Photo object pointing records:
*****

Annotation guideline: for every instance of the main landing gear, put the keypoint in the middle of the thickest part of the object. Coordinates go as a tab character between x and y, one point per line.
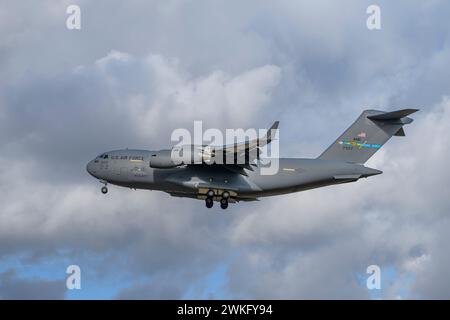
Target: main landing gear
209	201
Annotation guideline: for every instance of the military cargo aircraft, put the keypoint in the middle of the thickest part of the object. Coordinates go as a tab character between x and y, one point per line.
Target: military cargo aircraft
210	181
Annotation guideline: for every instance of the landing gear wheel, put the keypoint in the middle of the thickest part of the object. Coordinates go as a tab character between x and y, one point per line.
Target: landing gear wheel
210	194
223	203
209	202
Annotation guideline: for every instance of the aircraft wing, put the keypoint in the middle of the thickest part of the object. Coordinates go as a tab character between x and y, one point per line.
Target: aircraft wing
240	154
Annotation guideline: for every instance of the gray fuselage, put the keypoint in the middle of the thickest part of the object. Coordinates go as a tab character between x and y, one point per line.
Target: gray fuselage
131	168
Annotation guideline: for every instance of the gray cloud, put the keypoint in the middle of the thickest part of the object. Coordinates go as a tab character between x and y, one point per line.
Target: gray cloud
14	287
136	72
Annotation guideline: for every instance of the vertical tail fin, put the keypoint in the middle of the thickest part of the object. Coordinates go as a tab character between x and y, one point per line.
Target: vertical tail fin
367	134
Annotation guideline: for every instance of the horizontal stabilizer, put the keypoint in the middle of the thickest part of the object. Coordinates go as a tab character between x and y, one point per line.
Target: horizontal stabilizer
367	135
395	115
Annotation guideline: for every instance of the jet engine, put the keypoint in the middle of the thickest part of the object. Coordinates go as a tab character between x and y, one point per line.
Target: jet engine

*****

Can you update the items above so that each "keypoint" reads "marker", keeping everything else the same and leaving out the pictures?

Annotation guideline: for every instance of the main landing gear, put the marker in the middle of the thickest part of the object. Coordinates go as a tab character between x and y, one point per line.
Target: main landing gear
209	201
Annotation guideline: for every instance of the military cargo aircraft, put the marker in the middle of the thickest part of the object. Coordinates go as a tab character between x and y, one point per line.
Target: military cargo aircraft
210	181
Annotation guideline: for every instance of the landing gear wheel, put the marker in the middle of the thickest part of the object. Coordinates go as a tab character between x and y, one point per line.
Target: landing gear wheel
210	194
223	203
209	202
Annotation guideline: for every instance of the aircraft wing, put the marker in the middle of the thickest part of the object. Coordinates go as a tab character between x and y, one point per line.
Target: aircraft wing
240	154
Annotation guideline: for every instance of the gray fuselage, put the marker in the middle of the thickest part of the object. Coordinates go as a tab character between x and y, one point per line.
Target: gray fuselage
131	168
Annotation guideline: for every instance of the gray cloud, put the marker in the middle of the thickest part of the object. Coordinates go as a tab character between x and y, one point per line.
Target: gray cloud
14	287
136	72
Annotation guideline: for every instance of the vertical tail fin, put the marker in the middle of the thickest part of the object. Coordinates go as a tab character between x and y, one point per line.
Target: vertical tail fin
367	134
Annotation guideline: for every instance of the horizontal stabilizer, put the marker in the middle of the thickest part of the object. Coordinates go as a tab character between x and y, one point per line.
Target: horizontal stabilizer
367	135
395	115
Annotation guideline: for every instance of the jet engine, put the marker in the middle of the thickest part of the object. Coordinates go as a tab character between x and y, one point per line.
Target: jet engine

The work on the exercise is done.